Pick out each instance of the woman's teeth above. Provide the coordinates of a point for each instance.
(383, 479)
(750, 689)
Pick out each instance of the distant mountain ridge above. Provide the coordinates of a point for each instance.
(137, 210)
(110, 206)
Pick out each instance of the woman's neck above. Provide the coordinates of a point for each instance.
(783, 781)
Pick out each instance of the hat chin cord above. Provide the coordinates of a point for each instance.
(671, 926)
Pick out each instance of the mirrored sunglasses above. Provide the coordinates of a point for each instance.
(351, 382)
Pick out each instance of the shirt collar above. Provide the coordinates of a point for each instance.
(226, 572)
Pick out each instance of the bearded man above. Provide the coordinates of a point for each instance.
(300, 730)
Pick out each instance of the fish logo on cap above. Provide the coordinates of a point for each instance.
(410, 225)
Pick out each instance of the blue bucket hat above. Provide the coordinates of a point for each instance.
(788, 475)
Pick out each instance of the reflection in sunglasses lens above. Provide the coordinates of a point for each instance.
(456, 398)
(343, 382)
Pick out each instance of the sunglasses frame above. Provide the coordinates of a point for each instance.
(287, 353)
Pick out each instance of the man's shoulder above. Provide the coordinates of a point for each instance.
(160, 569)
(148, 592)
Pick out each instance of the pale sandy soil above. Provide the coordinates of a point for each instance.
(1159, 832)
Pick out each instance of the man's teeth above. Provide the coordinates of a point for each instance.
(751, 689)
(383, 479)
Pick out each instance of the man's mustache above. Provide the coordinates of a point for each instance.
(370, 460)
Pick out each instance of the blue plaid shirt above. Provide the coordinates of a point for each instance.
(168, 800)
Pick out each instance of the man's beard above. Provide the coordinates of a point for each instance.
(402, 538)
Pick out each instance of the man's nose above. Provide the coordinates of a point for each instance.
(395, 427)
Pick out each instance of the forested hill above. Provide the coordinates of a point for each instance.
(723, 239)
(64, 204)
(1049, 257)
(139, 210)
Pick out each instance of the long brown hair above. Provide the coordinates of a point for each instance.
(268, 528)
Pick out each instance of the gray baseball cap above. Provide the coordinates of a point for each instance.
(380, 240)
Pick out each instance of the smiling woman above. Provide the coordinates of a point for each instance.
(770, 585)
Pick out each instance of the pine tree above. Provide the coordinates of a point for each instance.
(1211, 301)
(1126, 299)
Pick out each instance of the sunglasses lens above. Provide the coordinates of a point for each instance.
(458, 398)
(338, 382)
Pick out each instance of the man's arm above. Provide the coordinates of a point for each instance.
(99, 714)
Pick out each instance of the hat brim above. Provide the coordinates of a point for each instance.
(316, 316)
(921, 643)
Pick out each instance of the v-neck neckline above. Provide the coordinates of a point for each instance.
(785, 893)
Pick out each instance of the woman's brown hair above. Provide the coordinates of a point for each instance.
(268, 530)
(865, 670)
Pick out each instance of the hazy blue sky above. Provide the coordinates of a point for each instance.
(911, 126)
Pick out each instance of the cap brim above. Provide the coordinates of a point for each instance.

● ● ● ●

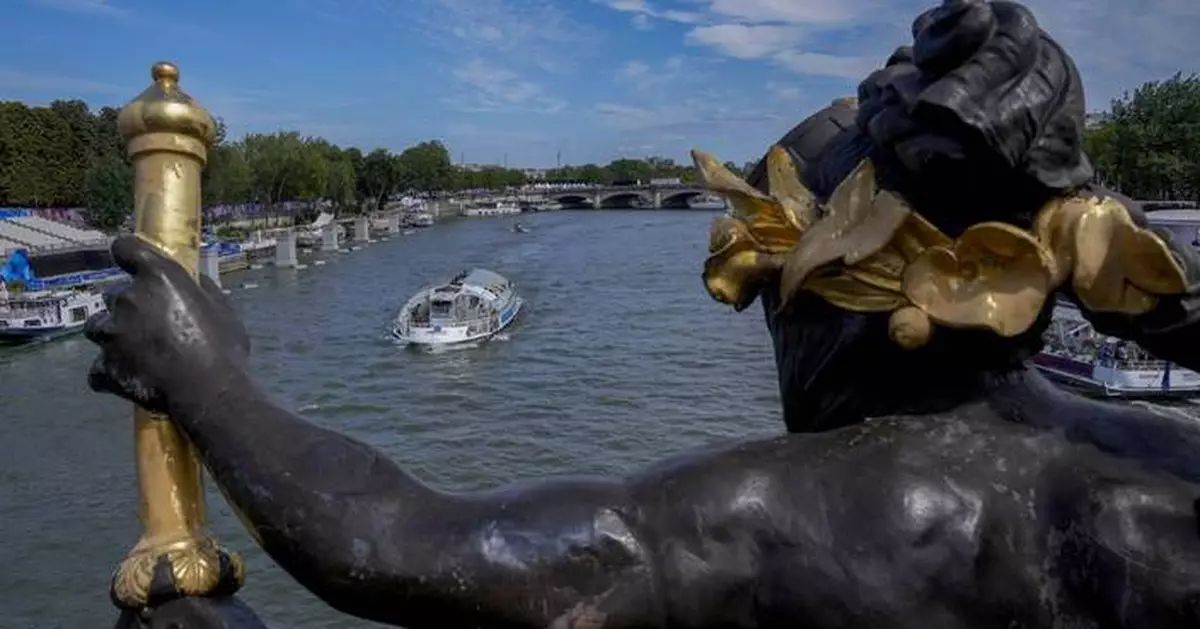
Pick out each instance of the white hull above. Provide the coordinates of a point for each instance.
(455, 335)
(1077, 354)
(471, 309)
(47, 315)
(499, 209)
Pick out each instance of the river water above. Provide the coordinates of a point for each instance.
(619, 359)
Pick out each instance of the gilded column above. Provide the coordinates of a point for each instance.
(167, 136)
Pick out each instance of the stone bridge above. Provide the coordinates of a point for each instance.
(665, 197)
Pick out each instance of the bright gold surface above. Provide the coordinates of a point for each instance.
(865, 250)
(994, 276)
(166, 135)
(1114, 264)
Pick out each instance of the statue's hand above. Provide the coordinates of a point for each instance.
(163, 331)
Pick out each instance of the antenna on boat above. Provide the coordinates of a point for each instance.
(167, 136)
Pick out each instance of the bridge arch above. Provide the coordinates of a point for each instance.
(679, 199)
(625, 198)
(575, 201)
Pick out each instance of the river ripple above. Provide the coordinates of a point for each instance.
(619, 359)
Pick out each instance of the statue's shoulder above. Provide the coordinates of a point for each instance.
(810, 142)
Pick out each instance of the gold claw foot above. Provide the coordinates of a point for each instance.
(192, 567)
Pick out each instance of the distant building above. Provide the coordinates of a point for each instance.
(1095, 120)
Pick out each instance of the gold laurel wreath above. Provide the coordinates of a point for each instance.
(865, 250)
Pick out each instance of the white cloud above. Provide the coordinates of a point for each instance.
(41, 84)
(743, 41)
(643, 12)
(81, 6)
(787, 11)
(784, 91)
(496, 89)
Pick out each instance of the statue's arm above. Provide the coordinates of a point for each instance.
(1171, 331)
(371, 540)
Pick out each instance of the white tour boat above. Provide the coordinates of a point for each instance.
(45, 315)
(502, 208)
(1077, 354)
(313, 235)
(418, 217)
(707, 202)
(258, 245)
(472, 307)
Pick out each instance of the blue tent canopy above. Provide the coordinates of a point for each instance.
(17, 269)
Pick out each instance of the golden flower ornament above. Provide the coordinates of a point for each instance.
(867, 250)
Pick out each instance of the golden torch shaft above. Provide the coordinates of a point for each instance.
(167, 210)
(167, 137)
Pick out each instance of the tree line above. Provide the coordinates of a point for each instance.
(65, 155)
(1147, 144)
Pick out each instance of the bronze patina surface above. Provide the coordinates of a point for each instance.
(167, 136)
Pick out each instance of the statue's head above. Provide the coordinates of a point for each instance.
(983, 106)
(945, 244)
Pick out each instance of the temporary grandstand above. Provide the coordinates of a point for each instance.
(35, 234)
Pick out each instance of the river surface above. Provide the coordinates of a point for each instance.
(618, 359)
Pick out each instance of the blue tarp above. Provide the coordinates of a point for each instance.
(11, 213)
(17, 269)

● ● ● ●

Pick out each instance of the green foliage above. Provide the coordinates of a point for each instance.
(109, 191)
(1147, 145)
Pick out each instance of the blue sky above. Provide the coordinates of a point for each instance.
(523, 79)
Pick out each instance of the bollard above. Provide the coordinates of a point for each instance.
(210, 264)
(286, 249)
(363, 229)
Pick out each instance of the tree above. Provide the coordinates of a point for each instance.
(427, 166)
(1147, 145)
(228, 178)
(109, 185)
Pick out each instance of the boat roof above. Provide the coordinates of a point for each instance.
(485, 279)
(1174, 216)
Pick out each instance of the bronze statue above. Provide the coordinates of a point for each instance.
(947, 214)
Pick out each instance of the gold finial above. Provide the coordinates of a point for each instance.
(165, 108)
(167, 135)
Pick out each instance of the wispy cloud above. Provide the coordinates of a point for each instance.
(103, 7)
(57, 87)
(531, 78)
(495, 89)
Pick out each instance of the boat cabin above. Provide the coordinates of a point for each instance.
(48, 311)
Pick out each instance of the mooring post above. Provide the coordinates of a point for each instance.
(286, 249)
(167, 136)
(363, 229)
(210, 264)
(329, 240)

● ● ● ●

*Job*
Reproduce the material above word for word, starting at the line that contains "Pick out each instance of the statue's hand" and ending at the line that contains "(1147, 144)", with both of those lines included. Output nothing else.

*Response for this exercise*
Pick out each instance of the statue's hand above. Provide the coordinates of a point for each instance.
(163, 331)
Pick out each instance of the antenna on boat above. Provide the coordinates of a point for each instance.
(167, 136)
Pick out each instance of the bridge arch above. Provide the coordinates of a point for each instance.
(679, 199)
(625, 198)
(575, 201)
Pick out each instance of the river ripple above. Provide the coordinates of a point for each instance.
(619, 359)
Pick out each instance of the statue's shoulder above. Provide the coordinates of a point for each instance.
(810, 142)
Pick out each instance of the gold claw foot above. Provide the coordinates of a point for each instance.
(192, 567)
Pick out each instance of the distant building above. Provide the coordinates of a point for each instance.
(1095, 120)
Pick out each instance of the gold laurel wreath above. Provide the coordinates of a point for each instance.
(865, 250)
Pick out each instance of the white cloud above. Provide the coordinates of a point for each instance.
(41, 84)
(743, 41)
(643, 12)
(81, 6)
(787, 11)
(784, 91)
(496, 89)
Pick out each instance of the statue's arm above. Provide the coordinates of a point for each instance.
(1171, 331)
(371, 540)
Pick out each instance of the white tour boat above. Provide the coordinates of a point for each instance.
(45, 315)
(502, 208)
(1077, 354)
(313, 235)
(418, 217)
(707, 202)
(258, 245)
(472, 307)
Pick out each instance of the blue tent canopy above. Provide the coordinates of a point for each instance.
(17, 269)
Pick out each instance of the golden flower ornament above. Provide the coordinates of a point for each instance.
(867, 250)
Pick out each instance of the golden torch shaft above. Provide the coordinates of a point for each instance.
(167, 210)
(167, 137)
Pick out each instance of the tree line above. Provide the coordinates of a point for each instance.
(65, 155)
(1147, 144)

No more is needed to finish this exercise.